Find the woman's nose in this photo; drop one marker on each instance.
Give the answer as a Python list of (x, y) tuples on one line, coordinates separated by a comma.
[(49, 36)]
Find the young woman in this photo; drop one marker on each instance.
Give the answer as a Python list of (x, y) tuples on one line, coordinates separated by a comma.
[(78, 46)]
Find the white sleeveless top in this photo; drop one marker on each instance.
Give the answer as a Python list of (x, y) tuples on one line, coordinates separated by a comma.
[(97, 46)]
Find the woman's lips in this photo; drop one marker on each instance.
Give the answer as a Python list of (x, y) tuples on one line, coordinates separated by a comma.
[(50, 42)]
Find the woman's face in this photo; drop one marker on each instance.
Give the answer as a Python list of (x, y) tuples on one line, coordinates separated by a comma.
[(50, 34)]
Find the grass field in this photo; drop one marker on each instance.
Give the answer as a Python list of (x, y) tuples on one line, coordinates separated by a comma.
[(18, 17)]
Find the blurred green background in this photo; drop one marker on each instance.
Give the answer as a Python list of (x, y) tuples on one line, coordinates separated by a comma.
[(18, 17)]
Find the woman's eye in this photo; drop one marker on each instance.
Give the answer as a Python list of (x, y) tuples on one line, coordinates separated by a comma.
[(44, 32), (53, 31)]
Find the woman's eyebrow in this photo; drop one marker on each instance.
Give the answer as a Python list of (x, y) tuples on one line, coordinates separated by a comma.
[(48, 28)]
-- -- --
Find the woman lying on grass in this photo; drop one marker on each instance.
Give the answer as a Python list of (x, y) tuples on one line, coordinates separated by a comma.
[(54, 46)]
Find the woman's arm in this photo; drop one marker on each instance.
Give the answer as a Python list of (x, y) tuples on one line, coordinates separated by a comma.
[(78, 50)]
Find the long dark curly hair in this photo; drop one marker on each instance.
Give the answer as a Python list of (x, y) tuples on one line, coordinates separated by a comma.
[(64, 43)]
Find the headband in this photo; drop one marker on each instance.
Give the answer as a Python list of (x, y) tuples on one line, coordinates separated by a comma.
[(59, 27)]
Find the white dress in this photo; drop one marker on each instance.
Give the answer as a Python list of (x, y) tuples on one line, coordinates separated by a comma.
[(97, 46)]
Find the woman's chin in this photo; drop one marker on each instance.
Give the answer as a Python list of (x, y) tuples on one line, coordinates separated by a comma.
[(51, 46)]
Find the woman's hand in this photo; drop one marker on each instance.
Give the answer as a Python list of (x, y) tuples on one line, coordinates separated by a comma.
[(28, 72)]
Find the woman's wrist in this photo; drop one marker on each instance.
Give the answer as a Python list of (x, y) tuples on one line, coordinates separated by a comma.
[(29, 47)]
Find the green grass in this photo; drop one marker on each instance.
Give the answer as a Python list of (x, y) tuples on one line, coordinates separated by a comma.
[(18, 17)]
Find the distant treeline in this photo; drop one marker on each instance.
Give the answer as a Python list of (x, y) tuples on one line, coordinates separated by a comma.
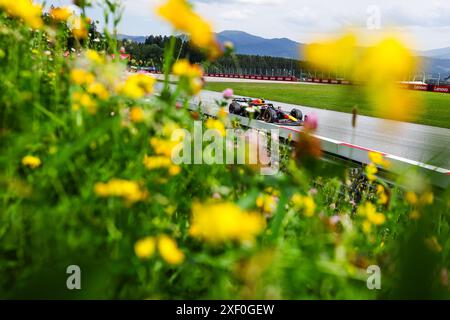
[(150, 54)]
-- -- --
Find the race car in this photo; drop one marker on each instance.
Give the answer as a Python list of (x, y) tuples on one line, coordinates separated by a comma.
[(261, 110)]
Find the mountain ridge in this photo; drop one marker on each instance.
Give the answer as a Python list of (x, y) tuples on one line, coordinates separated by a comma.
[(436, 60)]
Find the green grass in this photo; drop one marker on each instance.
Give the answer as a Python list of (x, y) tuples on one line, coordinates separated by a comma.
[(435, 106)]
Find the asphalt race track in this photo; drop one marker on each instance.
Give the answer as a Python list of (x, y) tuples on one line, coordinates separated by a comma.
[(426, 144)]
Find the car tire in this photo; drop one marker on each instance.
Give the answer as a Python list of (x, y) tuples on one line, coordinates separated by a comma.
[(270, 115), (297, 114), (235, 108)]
-- -- --
▶ TASK TO COMPLETE
Can you print, word for word, the lines of the records from the one containing "Find the car" through the one containing "[(270, 115), (297, 114), (235, 108)]", including both of those lines?

▶ RESPONSE TO THE EXERCISE
Find the car tire in this photo; drop one marker on each instance.
Give the answer as a Python list of (x, y) tuples on one line, coordinates separated by a comma.
[(270, 115), (297, 114), (235, 108)]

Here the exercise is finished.